> _Work to do_:
Print exactly the lines from the one containing "the window in" through the last line of the listing, both included.

> _Exercise material_:
--- begin ---

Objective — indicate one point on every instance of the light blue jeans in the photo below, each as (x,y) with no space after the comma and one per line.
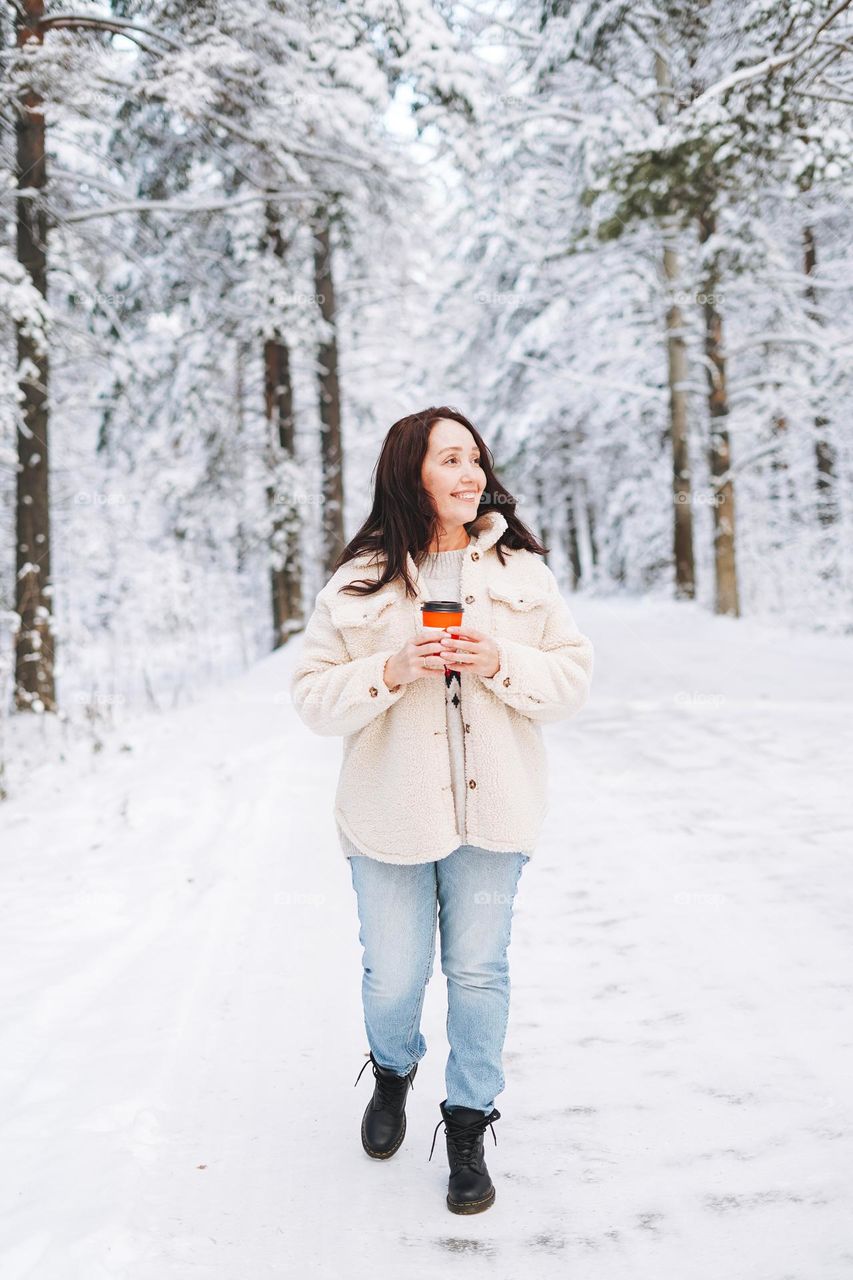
(470,894)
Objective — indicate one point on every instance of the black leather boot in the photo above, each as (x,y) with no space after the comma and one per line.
(383,1125)
(470,1189)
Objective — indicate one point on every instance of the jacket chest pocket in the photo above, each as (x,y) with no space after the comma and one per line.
(368,624)
(519,613)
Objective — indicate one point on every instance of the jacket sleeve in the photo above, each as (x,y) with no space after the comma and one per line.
(552,681)
(332,693)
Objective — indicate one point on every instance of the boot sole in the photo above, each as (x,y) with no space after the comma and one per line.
(471,1206)
(384,1155)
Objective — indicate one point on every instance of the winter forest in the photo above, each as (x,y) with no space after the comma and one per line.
(241,240)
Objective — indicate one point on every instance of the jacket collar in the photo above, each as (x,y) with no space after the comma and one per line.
(483,531)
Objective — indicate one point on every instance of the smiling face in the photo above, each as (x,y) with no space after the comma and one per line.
(452,475)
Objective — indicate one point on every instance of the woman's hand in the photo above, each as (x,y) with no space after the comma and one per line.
(407,663)
(470,650)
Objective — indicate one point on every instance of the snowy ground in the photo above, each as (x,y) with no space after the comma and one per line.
(182,1022)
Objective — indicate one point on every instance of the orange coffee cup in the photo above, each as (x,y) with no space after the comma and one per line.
(441,613)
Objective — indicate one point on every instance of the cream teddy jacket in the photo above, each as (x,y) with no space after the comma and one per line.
(395,795)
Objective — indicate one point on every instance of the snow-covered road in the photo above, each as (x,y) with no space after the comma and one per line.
(182,1022)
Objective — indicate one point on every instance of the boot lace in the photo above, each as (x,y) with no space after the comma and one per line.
(388,1086)
(463,1137)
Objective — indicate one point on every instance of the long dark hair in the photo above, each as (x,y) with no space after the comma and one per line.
(404,519)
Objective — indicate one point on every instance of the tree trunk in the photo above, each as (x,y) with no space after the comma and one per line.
(542,515)
(286,558)
(35,641)
(678,382)
(329,397)
(824,451)
(571,533)
(720,453)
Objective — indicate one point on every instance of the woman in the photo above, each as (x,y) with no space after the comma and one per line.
(442,787)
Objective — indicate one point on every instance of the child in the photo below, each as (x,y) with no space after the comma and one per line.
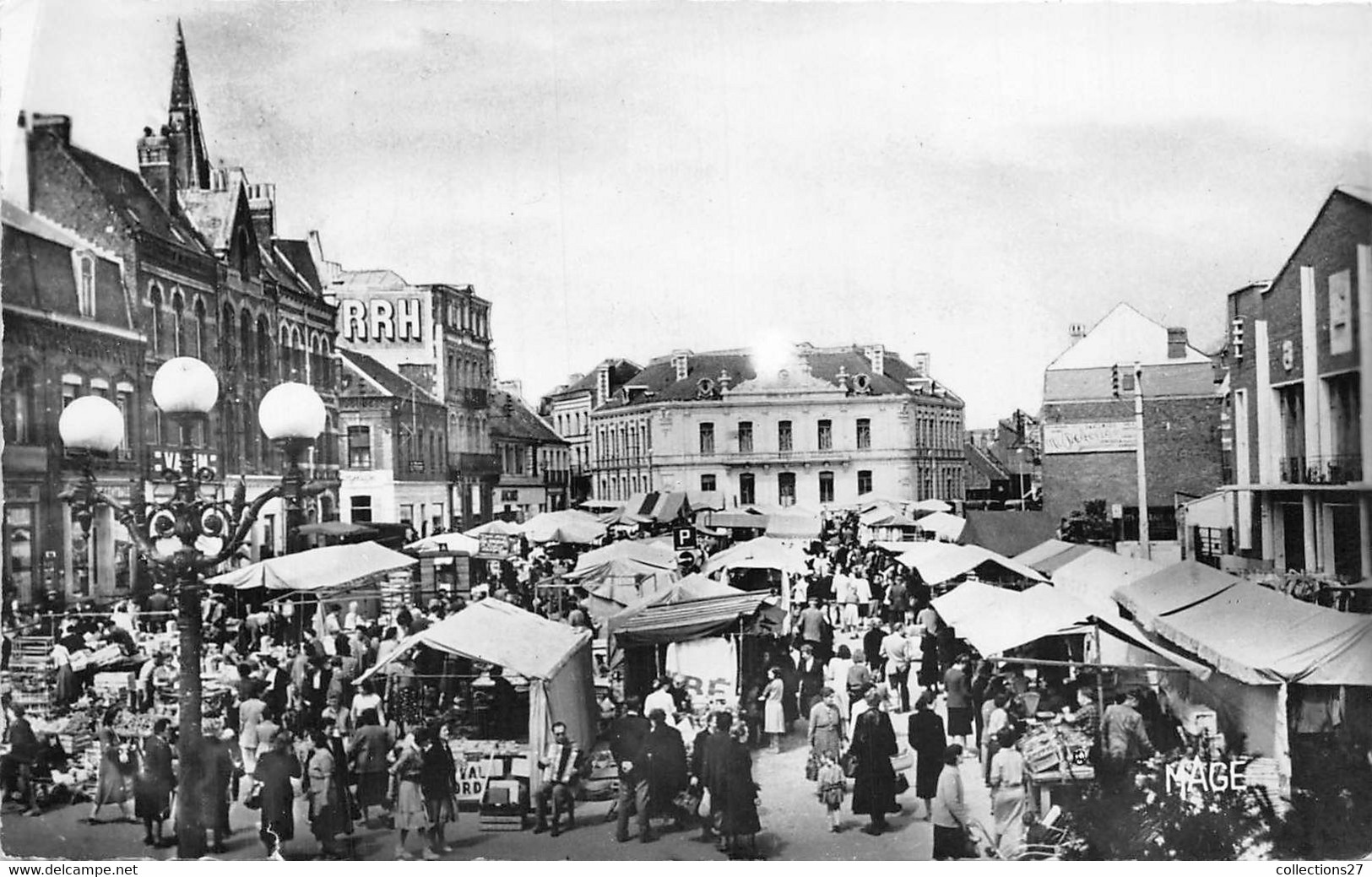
(833,788)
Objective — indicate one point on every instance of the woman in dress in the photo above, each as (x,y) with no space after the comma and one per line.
(874,781)
(774,712)
(118,767)
(827,732)
(154,782)
(836,675)
(274,771)
(368,748)
(1007,793)
(739,795)
(410,813)
(328,804)
(929,741)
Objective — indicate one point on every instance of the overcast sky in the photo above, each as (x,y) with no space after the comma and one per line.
(626,179)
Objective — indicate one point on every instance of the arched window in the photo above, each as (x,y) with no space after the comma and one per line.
(85,284)
(19,425)
(198,330)
(263,349)
(177,327)
(246,349)
(155,326)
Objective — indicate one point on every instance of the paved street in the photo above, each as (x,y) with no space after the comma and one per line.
(794,828)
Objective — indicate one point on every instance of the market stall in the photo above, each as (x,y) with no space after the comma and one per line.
(553,658)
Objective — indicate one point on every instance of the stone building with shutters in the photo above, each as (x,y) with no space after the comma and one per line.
(822,427)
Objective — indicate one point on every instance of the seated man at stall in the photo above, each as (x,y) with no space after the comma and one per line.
(560,771)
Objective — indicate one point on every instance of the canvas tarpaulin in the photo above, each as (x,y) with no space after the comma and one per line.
(937,563)
(320,570)
(556,659)
(1264,637)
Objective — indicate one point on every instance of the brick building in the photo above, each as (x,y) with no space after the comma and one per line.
(568,409)
(395,456)
(1088,425)
(1299,355)
(439,337)
(829,425)
(535,462)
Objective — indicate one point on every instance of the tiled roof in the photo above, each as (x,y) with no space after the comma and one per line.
(377,279)
(985,464)
(132,199)
(659,379)
(296,252)
(509,418)
(390,382)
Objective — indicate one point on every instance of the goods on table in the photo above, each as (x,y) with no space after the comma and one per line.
(1057,748)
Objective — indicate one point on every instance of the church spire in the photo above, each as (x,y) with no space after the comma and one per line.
(193,162)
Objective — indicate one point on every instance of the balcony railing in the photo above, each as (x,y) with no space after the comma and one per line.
(1337,469)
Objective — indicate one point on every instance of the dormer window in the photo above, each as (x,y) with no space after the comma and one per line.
(85,283)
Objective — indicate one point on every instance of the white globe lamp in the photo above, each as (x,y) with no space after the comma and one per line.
(91,423)
(291,412)
(186,386)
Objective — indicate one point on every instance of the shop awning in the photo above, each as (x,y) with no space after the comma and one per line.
(446,543)
(318,570)
(695,607)
(1174,589)
(566,526)
(761,554)
(733,521)
(1042,552)
(1009,533)
(940,561)
(1251,633)
(1093,577)
(943,524)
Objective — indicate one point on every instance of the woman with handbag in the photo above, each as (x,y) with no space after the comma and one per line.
(1007,793)
(274,793)
(827,732)
(874,778)
(950,815)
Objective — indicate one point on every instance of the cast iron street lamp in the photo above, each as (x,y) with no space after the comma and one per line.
(187,508)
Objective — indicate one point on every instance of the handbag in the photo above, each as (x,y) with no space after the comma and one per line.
(849,765)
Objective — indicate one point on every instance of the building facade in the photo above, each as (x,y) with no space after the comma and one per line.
(1088,423)
(568,410)
(825,427)
(1299,360)
(69,331)
(535,462)
(395,447)
(439,337)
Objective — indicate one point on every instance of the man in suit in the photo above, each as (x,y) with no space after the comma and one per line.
(627,739)
(278,692)
(560,769)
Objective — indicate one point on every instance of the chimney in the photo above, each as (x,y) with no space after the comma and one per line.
(921,365)
(155,165)
(681,364)
(1176,344)
(263,208)
(877,355)
(55,125)
(601,383)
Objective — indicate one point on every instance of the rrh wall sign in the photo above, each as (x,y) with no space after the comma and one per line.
(382,319)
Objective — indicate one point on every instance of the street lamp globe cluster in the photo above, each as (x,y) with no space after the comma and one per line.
(188,508)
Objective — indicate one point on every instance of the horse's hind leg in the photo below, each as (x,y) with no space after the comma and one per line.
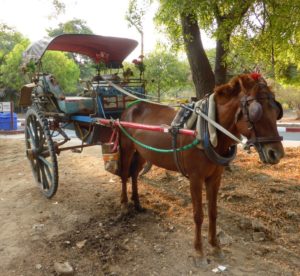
(196,192)
(136,166)
(126,159)
(212,187)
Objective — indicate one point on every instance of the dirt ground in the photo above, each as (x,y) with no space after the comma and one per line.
(258,223)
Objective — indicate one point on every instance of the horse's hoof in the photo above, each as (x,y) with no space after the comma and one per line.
(218,253)
(124,209)
(140,209)
(199,261)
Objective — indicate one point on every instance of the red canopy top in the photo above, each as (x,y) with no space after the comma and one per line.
(110,50)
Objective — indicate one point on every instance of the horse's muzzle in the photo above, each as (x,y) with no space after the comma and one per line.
(271,153)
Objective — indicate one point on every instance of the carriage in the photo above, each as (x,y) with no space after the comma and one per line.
(51,115)
(244,106)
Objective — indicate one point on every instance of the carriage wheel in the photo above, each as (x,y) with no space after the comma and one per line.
(40,151)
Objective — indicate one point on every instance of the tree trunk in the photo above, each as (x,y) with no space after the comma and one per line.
(220,64)
(202,74)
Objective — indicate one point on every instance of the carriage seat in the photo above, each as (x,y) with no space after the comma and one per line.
(78,105)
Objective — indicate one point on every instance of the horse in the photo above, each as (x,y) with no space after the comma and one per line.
(245,106)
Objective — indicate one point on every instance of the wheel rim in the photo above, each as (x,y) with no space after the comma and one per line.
(41,152)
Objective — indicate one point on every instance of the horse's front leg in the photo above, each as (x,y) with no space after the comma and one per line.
(196,184)
(136,167)
(126,157)
(212,187)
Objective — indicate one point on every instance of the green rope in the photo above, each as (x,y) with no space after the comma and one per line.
(133,103)
(186,147)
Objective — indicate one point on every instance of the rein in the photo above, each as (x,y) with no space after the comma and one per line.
(252,110)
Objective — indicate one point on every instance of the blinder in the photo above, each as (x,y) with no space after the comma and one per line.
(280,113)
(253,111)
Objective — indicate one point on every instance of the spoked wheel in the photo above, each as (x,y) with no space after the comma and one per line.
(40,152)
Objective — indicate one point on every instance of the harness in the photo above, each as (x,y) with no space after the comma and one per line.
(252,110)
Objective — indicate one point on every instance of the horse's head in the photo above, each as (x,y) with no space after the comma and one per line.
(257,114)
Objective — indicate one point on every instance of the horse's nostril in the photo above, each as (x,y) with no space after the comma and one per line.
(273,156)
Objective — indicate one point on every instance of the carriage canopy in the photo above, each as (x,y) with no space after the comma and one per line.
(110,50)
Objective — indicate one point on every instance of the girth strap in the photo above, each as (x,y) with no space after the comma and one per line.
(174,131)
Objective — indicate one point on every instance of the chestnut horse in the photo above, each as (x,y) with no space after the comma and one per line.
(245,106)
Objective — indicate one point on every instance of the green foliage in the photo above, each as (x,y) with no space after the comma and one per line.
(12,78)
(64,69)
(8,39)
(165,74)
(75,26)
(268,38)
(136,13)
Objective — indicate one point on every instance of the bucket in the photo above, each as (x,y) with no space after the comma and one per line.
(111,158)
(5,121)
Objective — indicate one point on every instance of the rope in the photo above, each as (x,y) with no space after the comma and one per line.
(186,147)
(215,124)
(133,103)
(198,111)
(131,95)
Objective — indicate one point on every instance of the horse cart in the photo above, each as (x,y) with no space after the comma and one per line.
(51,115)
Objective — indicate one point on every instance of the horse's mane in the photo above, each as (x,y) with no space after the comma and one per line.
(243,82)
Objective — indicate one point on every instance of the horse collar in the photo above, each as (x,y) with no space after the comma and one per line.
(209,151)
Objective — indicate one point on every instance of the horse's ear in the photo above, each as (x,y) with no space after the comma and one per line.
(242,83)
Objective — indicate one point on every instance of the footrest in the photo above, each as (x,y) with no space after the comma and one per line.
(81,105)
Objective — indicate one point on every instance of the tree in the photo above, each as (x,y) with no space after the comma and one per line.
(135,17)
(165,74)
(12,78)
(8,39)
(75,26)
(219,18)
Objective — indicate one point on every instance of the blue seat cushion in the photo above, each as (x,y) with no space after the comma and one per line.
(80,105)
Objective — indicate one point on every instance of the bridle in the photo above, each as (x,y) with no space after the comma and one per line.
(251,109)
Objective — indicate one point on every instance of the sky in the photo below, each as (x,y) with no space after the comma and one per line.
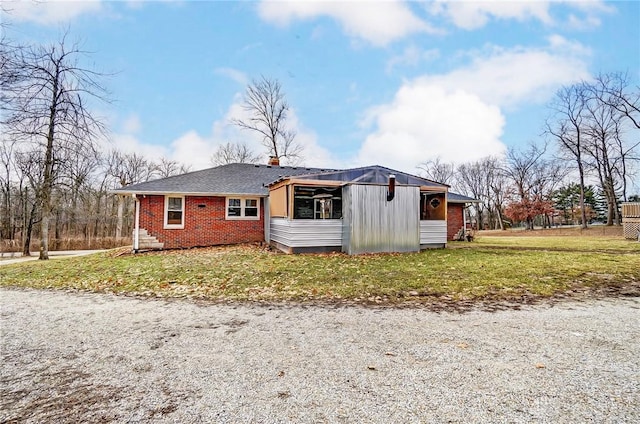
(391,83)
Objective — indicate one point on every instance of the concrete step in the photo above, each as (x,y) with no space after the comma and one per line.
(147,241)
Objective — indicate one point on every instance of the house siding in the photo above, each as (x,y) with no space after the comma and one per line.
(204,223)
(372,224)
(306,233)
(455,220)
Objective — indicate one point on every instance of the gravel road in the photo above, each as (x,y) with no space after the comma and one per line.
(98,358)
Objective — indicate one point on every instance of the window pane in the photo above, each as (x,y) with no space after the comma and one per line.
(175,204)
(174,217)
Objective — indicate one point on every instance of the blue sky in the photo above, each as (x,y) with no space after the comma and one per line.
(389,83)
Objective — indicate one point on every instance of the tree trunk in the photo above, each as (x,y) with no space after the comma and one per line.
(47,177)
(583,211)
(120,217)
(26,247)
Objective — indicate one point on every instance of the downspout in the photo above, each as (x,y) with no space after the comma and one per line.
(464,218)
(136,228)
(391,191)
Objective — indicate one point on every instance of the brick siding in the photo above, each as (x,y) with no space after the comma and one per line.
(455,219)
(204,223)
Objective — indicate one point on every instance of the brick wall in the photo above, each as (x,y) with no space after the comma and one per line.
(204,223)
(455,219)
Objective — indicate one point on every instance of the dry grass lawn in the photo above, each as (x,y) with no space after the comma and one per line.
(495,268)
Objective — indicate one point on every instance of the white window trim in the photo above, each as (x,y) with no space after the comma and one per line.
(168,226)
(242,206)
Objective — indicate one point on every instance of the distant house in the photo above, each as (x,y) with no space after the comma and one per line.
(296,209)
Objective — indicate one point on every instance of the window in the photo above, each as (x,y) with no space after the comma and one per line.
(432,206)
(317,202)
(243,208)
(174,212)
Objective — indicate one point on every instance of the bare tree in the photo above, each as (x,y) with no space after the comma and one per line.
(234,153)
(610,93)
(265,102)
(567,127)
(168,168)
(126,168)
(49,108)
(615,87)
(530,173)
(438,171)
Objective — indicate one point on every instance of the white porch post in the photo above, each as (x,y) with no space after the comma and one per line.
(464,218)
(136,229)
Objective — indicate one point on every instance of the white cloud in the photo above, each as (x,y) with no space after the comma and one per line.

--- end ---

> _Reply_:
Objective — indicate one point on every instance of the window in the photo above, each as (x,y) with no space after the comma and one per line.
(432,206)
(317,202)
(243,208)
(174,212)
Objective — indicate one point on every instance of the bare tree in the photo above, each as (x,y) with no space after the comma and one per line.
(234,153)
(610,93)
(265,102)
(567,127)
(168,168)
(126,168)
(49,108)
(615,87)
(530,173)
(438,171)
Objective — indicate one point on every instance of the white porch post in the photo above, each as (x,y) with no space after the comma and one per line.
(464,218)
(136,229)
Objective — indicate one point on every instance of the white cloud in the photo above, each as (x,y) with no space after the comma and one per line.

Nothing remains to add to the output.